# EXCERPT start

All above makes sense, especially when we combine permission check
and buffer expansion in one step now.

> 
> At that point, I would be ok with fpu_update_guest_perm_features()
> rejecting
> attempts to advertise features that are not permitted, because then it's an
> FPU
> policy, not a KVM policy, and there's a valid reason for said policy.  It's a bit
> of a pedantic distinction, but to me it matters because having KVM explicitly
> restrict guest CPUID implies that doing so is necessary for KVM correctness,
> which
> AFAICT is not the case.
> 
> E.g. in KVM
> 
> 	/*
> 	 * Exposing dynamic xfeatures to the guest requires additional
> enabling
> 	 * in the FPU, e.g. to expand the guest XSAVE state size.
> 	 */
> 	best = cpuid_entry2_find(entries, nent, 0xd, 0);
> 	if (!best)

# EXCERPT end
# DATA SUPPLIED start

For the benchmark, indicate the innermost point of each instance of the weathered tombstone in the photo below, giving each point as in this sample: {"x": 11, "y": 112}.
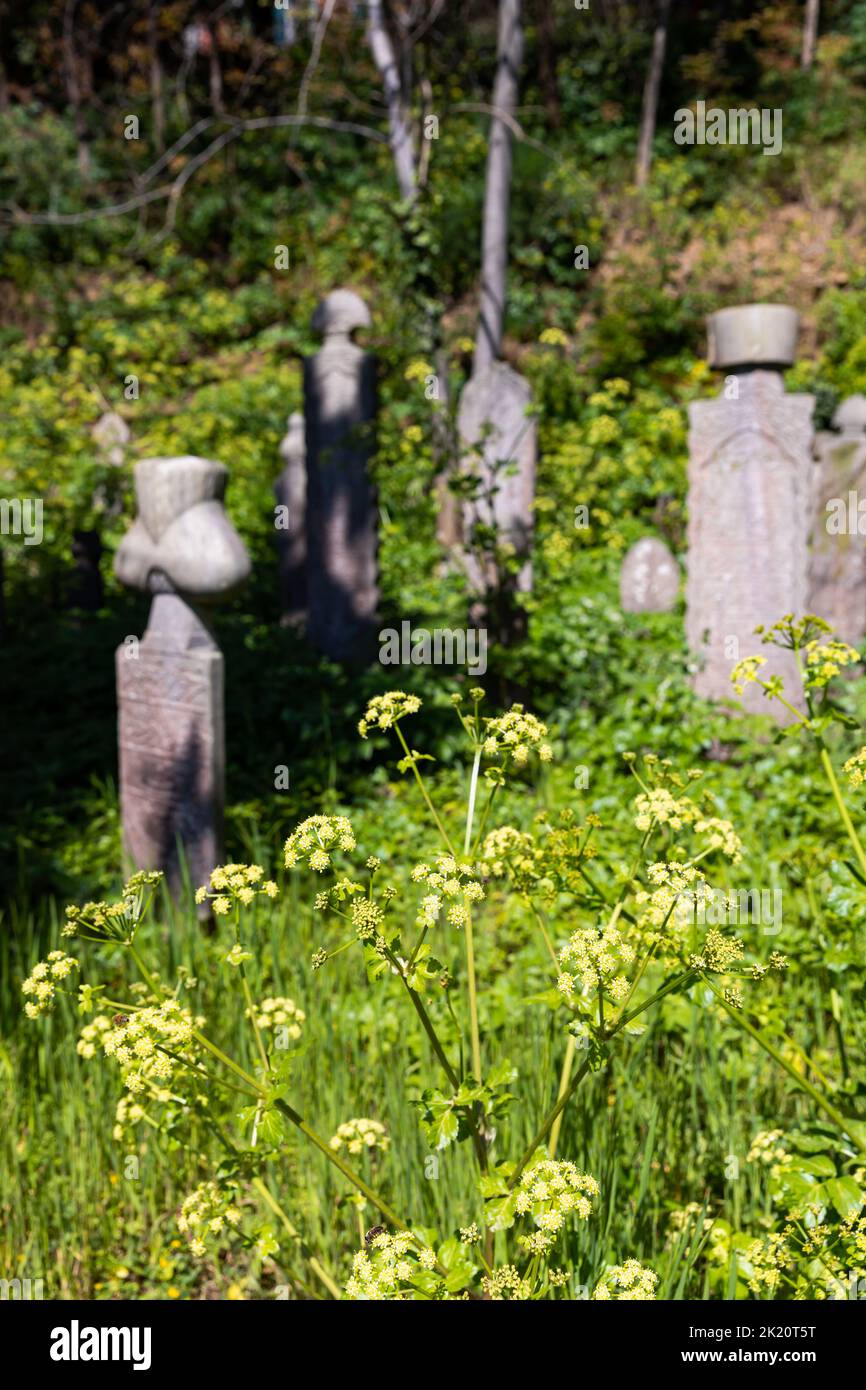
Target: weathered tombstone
{"x": 498, "y": 441}
{"x": 342, "y": 531}
{"x": 649, "y": 577}
{"x": 111, "y": 437}
{"x": 837, "y": 560}
{"x": 291, "y": 492}
{"x": 185, "y": 552}
{"x": 749, "y": 488}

# DATA SUPPLIED end

__STATED PROBLEM 1__. Rewrite the KVM excerpt from "All above makes" to "ok with fpu_update_guest_perm_features()", swapping "buffer expansion" for "buffer growth".
__STATED PROBLEM 2__. In the KVM excerpt, what kind of policy would it be for fpu_update_guest_perm_features() to reject attempts to advertise features that are not permitted?
You won't need the entries for any of this.

__WRITTEN RESPONSE 1__.
All above makes sense, especially when we combine permission check
and buffer growth in one step now.

> 
> At that point, I would be ok with fpu_update_guest_perm_features()

__WRITTEN RESPONSE 2__. An FPU policy, not a KVM policy.